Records
■ ■ ■

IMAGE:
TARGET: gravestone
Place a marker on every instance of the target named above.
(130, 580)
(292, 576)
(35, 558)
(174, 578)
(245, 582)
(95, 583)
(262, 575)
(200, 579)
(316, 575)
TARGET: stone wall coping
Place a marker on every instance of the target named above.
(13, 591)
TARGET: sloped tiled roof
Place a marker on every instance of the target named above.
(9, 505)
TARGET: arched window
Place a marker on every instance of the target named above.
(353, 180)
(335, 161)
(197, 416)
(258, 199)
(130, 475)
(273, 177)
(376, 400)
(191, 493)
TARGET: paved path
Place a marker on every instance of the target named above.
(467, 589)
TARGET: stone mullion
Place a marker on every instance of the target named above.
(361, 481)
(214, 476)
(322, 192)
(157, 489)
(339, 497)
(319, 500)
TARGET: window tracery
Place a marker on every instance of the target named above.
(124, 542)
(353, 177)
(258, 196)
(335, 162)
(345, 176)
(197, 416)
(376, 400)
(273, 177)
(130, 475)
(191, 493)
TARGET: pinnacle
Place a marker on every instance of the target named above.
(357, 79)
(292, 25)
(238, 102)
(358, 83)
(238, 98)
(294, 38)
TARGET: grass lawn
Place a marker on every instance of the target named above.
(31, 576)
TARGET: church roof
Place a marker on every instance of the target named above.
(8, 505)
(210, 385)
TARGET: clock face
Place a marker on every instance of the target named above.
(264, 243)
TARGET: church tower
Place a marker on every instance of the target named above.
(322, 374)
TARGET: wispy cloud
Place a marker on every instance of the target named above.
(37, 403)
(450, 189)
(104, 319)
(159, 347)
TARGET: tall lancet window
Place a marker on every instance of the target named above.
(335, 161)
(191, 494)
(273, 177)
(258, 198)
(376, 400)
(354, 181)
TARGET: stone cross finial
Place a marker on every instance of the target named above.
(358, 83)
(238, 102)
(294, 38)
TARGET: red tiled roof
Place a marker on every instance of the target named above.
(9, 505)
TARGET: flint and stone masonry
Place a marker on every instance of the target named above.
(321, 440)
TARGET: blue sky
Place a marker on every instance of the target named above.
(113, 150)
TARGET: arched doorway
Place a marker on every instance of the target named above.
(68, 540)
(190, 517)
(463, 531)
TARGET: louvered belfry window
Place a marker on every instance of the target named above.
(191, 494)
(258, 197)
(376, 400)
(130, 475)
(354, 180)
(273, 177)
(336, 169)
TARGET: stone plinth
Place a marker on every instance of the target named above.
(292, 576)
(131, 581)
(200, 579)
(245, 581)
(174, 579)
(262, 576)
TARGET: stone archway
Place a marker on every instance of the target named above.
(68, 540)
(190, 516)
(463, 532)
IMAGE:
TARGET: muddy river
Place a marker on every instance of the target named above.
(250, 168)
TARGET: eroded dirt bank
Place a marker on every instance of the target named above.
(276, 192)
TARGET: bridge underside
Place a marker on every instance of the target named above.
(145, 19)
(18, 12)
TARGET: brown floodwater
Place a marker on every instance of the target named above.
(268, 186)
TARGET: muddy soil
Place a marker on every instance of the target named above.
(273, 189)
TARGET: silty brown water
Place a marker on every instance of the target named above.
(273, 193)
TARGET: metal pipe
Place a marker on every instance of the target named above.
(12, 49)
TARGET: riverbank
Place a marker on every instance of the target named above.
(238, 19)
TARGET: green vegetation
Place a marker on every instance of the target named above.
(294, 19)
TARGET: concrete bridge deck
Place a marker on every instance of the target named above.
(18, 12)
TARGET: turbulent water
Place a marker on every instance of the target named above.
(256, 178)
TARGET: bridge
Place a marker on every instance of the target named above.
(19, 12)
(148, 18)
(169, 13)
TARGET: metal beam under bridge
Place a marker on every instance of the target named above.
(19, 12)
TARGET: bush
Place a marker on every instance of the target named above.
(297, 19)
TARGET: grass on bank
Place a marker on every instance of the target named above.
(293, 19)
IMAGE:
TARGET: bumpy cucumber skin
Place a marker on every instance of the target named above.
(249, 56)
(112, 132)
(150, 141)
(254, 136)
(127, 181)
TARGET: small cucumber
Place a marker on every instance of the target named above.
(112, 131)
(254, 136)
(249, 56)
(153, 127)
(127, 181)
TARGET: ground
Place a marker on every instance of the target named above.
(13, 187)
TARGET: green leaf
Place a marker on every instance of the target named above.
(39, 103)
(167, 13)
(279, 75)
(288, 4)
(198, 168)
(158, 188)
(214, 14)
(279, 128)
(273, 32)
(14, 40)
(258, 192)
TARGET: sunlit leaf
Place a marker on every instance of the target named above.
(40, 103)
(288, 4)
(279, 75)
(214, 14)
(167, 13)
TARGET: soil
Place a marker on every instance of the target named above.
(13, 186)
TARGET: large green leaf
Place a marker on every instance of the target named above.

■ ■ ■

EXERCISE DESCRIPTION — Repeat the material above in full, keeping every word.

SOLUTION TO THIS PROBLEM —
IMAGE:
TARGET: gravestone
Place a marker on every instance of the target named above.
(130, 580)
(292, 576)
(35, 558)
(174, 578)
(245, 582)
(95, 583)
(262, 575)
(200, 579)
(316, 575)
TARGET: stone wall coping
Place a marker on every instance of the target named above.
(13, 591)
TARGET: sloped tiled roof
Place a marker on every instance of the target named above.
(9, 505)
TARGET: arched window
Place a marker on every instance of the target named above.
(353, 180)
(335, 161)
(197, 416)
(258, 199)
(130, 475)
(273, 177)
(376, 400)
(191, 493)
TARGET: paved path
Place a marker on every instance of the target named above.
(467, 589)
TARGET: stone mullion
Place a marker on every instance of the target named above.
(361, 481)
(214, 476)
(322, 192)
(157, 489)
(339, 497)
(319, 500)
TARGET: window tracery
Place a marker on every instance of the target named above.
(124, 542)
(353, 177)
(258, 196)
(335, 162)
(345, 176)
(197, 416)
(376, 400)
(273, 177)
(130, 475)
(191, 493)
TARGET: pinnacle
Place a marker on every instance of the target named above.
(357, 79)
(292, 25)
(238, 102)
(358, 83)
(238, 98)
(294, 38)
TARGET: grass lawn
Place a marker on every instance of the target named above.
(31, 576)
TARGET: church roof
Place a marker on every instance of the target named above.
(8, 505)
(210, 385)
TARGET: clock face
Place a marker on every instance of the target named above.
(264, 243)
TARGET: church tower
Place a marker on every instance of the target named above.
(322, 374)
TARGET: wispy cloud
Place a marker on every instance of the target named above.
(37, 403)
(450, 189)
(104, 319)
(159, 347)
TARGET: tall lancet window
Place a marker on every instance of the target named above.
(335, 161)
(191, 494)
(273, 177)
(258, 198)
(376, 400)
(354, 181)
TARGET: stone cross finial
Place a marker on every instance of the target named above.
(358, 83)
(238, 102)
(294, 38)
TARGET: red tiled roof
Place a marker on every instance of the target named above.
(9, 505)
TARGET: flint and stone masonry
Place a marker on every instance of the target named above.
(321, 440)
TARGET: blue sky
Place a marker on every instance of the target named above.
(113, 150)
TARGET: arched doorway
Place a marker on every instance of the target named above.
(68, 540)
(190, 517)
(463, 531)
TARGET: louvered belfry window
Place a marker on every instance of the target named above.
(191, 494)
(258, 197)
(376, 400)
(130, 475)
(354, 180)
(273, 177)
(336, 169)
TARGET: stone plinth
Place a marker on every instance of the target named above.
(292, 576)
(131, 581)
(200, 579)
(245, 581)
(174, 579)
(262, 576)
TARGET: stone archway
Place a marker on every instance of the target named above.
(68, 540)
(190, 516)
(463, 532)
IMAGE:
TARGET: muddy river
Place a marker on every instance of the target named above.
(250, 168)
TARGET: eroded dirt bank
Place a marker on every instance of the target named above.
(276, 192)
TARGET: bridge underside
Place a marker on every instance of the target named above.
(145, 19)
(18, 12)
TARGET: brown floodwater
Place a marker on every instance of the target named above.
(268, 186)
TARGET: muddy soil
Place a marker on every instance of the target named above.
(273, 189)
TARGET: silty brown water
Place a marker on every instance of the target named above.
(273, 193)
TARGET: metal pipe
Place a marker on every instance of the target named above.
(12, 49)
TARGET: riverbank
Place a marker on every instance of the target named above.
(238, 19)
TARGET: green vegetation
Place a marker on every instance of the target named above.
(294, 19)
TARGET: concrete bridge deck
Place a marker on every instance of the target named above.
(18, 12)
TARGET: turbulent water
Place a marker on every instance of the target named above.
(256, 178)
TARGET: bridge
Place a marker on every instance of the target named above.
(19, 12)
(148, 18)
(169, 13)
TARGET: metal beam under bridge
Place a marker on every instance of the target named above.
(19, 12)
TARGET: bush
Place a marker on every instance of the target named above.
(297, 19)
TARGET: grass on bank
Place a marker on every instance of the target named above.
(293, 19)
IMAGE:
TARGET: bumpy cucumber skin
Place a marker on every instance of the target named above.
(249, 56)
(112, 132)
(150, 141)
(254, 136)
(127, 181)
TARGET: small cucumber
Place a marker on every instance of the target named above.
(112, 131)
(254, 136)
(249, 56)
(153, 127)
(127, 181)
TARGET: ground
Place a marker on every instance of the target named above.
(13, 187)
TARGET: green leaf
Place a marker on every instance of the target named above.
(39, 103)
(167, 13)
(279, 75)
(288, 4)
(198, 168)
(158, 188)
(214, 14)
(279, 128)
(273, 32)
(14, 40)
(258, 192)
TARGET: sunlit leaf
Place a marker on every instance of the target named above.
(40, 103)
(288, 4)
(279, 75)
(214, 14)
(167, 13)
TARGET: soil
Place a marker on every instance of the target named above.
(13, 186)
TARGET: large green leaf
Place a marker on every instance of the target named above.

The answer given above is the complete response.